_WHAT TO WORK ON_:
(A) Answer these from the passage on Kansas in 1863, one line each:
(i) How many mounted men made up the patrol guard that the governor organized?
(ii) What did Sterling and his gang take from Mr. Kelsey?
(iii) On what date were James Melvine and William Cannon hanged, and where?
(B) Translate this sentence from the passage on Kansas in 1863 into Spanish: "No excitement prevailed, and as soon as the two men were dead the people quietly returned to their homes."
(C) Pick up the passage on Kansas in 1863 after its final sentence and continue writing it.

_SELECTED EXTRACT_:
start

The summer of 1863 was a trying time for Kansas. All along the eastern border the people lived in constant fear of guerrilla invasions from Missouri. Appeals to the general government for aid were futile, as the Confederate armies at this time were particularly aggressive, and the life of the nation was the first consideration of the Federal administration. In this emergency the governor organized the patrol guard—a force of 150 mounted men—and some of this force were on duty day and night, watching the border. Each man of this force received from the private funds of the governor a dollar a day for his services and the use of his horse, though the United States furnished rations and forage. After the battles of Vicksburg and Gettysburg, the Federal government found it possible to send troops to Kansas and the patrol was discontinued. A few days later the guerrilla leader, Quantrill, who it appears was waiting for just such an opportunity, made his famous raid to Lawrence. (See Quantrill's Raid.) By the act of Feb. 26, 1864, the legislature authorized the state to refund to the governor "the sum of $10,000, or so much thereof as may be necessary," to reimburse him for his expenditures in protecting the state.

In troublous times, when the constituted legal authorities of a community are engrossed in repelling invasion or suppressing rebellion, lawless characters frequently take advantage of conditions to commit lawless acts, and often mob rule is the result. This was true of Kansas in 1863. In his History of Kansas, p. 374, Cutler says: "During the year 1863, so annoying became the depredations of lawless bands of jayhawkers that means were devised for self-protection, and the most effective seemed to be a vigilance committee under the control of brave, discreet loyalists."

On the night of May 16, a desperado named Sterling, with three of his gang, went to the home of a Mr. Kelsey, near the head of the Big Stranger, and upon being admitted knocked down the proprietor, took $40 in money and four horses and departed. A posse was hurriedly organized and the ruffians were captured at Atchison the following morning. One of the gang, a man named Parker, turned state's evidence and on Monday morning all four were taken to the woods a short distance from town, where Sterling was hanged. The intention was to hang all four, but the others begged so piteously that their lives were spared.

A few nights later two men named Mooney and Brewer, with others of the Sterling gang, attempted to rob a man about 15 miles northeast of Atchison. They were pursued, captured and taken to Atchison, where they were confined in jail. About nine o'clock on the morning of Saturday, May 23, some 400 or 500 men, on horseback or in wagons, came in from the surrounding country. Two hours later 100 of these men, selected for the purpose, went to the court-house, where the two men were on trial by jury, everybody being excluded except the witnesses, lawyers and jurors. The trial lasted for four or five hours, at the end of which time the jury returned a verdict of guilty. Then the 100 men quietly took Mooney and Brewer away from the officers and, with the crowd following, conducted them to a spot about half a mile from the town, where they were hanged. No excitement prevailed, and as soon as the two men were dead the people quietly returned to their homes.

Another lynching occurred on June 3, when James Melvine and William Cannon were hanged at Highland. These two men had robbed Mr. Devine, Mr. Beeler and Mr. Martin of a pair of mules, a wagon and some other property. Martin, Beeler and Devine immediately started in pursuit, and when about a mile from the village of Kennekuk fired on the bandits, leaving them for dead. They recovered, however, and another pursuit followed. Near Mt. Pleasant, Atchison county, they were overtaken, captured and taken to Highland, where they were tried by a jury of twelve men. A verdict of guilty was rendered, and the execution quickly followed the verdict.

end

_DATA ROWS_:

start

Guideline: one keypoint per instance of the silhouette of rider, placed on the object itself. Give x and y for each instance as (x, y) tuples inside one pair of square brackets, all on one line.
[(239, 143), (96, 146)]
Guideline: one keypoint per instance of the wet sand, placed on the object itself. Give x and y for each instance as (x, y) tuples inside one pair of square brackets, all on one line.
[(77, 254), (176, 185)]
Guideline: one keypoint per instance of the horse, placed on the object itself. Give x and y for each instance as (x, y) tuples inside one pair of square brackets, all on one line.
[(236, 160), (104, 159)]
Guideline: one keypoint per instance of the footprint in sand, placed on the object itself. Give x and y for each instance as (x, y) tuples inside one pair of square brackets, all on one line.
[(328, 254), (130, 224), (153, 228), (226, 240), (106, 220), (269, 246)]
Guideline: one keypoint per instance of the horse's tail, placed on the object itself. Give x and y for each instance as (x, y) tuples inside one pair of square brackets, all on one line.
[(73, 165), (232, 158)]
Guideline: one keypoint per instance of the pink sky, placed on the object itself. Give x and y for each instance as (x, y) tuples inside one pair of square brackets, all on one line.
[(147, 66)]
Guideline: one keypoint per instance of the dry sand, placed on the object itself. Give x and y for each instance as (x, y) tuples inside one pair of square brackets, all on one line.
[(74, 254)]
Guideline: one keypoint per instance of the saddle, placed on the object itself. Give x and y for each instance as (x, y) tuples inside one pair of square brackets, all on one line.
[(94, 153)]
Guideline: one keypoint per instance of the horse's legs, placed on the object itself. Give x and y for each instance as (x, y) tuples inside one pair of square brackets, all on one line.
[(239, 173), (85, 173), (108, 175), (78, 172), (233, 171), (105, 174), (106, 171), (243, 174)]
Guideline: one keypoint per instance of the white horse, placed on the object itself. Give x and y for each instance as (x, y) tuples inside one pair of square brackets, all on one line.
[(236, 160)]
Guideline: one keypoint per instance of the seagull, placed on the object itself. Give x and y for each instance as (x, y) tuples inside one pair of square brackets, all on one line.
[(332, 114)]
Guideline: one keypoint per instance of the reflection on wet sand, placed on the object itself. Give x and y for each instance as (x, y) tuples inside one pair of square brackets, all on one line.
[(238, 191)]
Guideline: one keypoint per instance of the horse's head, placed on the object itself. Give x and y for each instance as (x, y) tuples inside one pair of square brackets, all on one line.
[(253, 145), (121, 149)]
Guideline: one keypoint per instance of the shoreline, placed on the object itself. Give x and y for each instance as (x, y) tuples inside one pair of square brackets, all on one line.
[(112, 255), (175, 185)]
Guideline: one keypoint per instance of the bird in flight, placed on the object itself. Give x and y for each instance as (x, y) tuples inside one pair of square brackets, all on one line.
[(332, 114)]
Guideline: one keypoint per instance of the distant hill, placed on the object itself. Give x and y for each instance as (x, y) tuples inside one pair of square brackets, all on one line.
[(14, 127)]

end

_ANSWERS GIVEN_:
(A)
(i) 150 mounted men
(ii) $40 in money and four horses
(iii) June 3, at Highland

(B) No reinó ninguna agitación, y en cuanto los dos hombres murieron, la gente regresó tranquilamente a sus hogares.

(C)
The records do not show that the governor, in any of these cases, made any effort to apprehend or punish the men who did the lynching. He knew the conditions that prevailed all through the eastern part of the state, and no doubt realized that the people were exercising the "higher law" of self-protection. Nor is there any doubt that the prompt and efficient manner in which summary justice was meted out to offenders had a great influence in restoring order in the districts where the lynchings occurred.

On Nov. 3, 1863, there was an election for chief justice of the supreme court, district attorneys and members of the legislature. Robert Crozier was elected chief justice, receiving 12,731 votes, only 14 scattering votes being cast against him.

Gov. Carney's message to the legislature at the opening of the session on Jan. 12, 1864, is one of the longest ever presented to a Kansas general assembly. In it he reviews in detail the negotiations of the state bonds; urged that provisions be made for a complete geological survey of the state; that measures be adopted to encourage immigration; devoted considerable attention to the guerrilla warfare along the border, and the work of the Kansas soldiers in the field. In locating the state university at Lawrence, the preceding legislature had made a requirement that a fund of $15,000 should be raised before the law became effective. On this subject the governor said: "Amos Lawrence, of Boston, Mass., gave $10,000 to it; the citizens of Lawrence advanced $5,000, making the amount required, which sum has been deposited with the treasurer of state. I am loth to recommend the expenditure of money, devoted by law to specific objects; but I think this case so clearly exceptional, that I do not hesitate to urge the legislature to return to the citizens of Lawrence the amount contributed by them. Their gift, as we know, was a generous one; it was noble as well as generous. In a fell hour they lost, as it were, their all. Rebel assassins did this fatal work. Where, then, the patriotic heart in the state, that would not say promptly 'Return to these public-spirited men the generous gift, which, when wealthy, they promised, and which promise, when poor, they fulfilled?"

In this part of the message the governor referred to the Quantrill raid of the previous August. The legislature accepted the governor's recommendation, and by the act of Feb. 15, 1864, directed the state treasurer to "refund and pay over to the mayor of the city of Lawrence, or the person acting as mayor, to be refunded to the contributors to the university fund, the sum of $5,167, to be deducted from the endowment fund," etc.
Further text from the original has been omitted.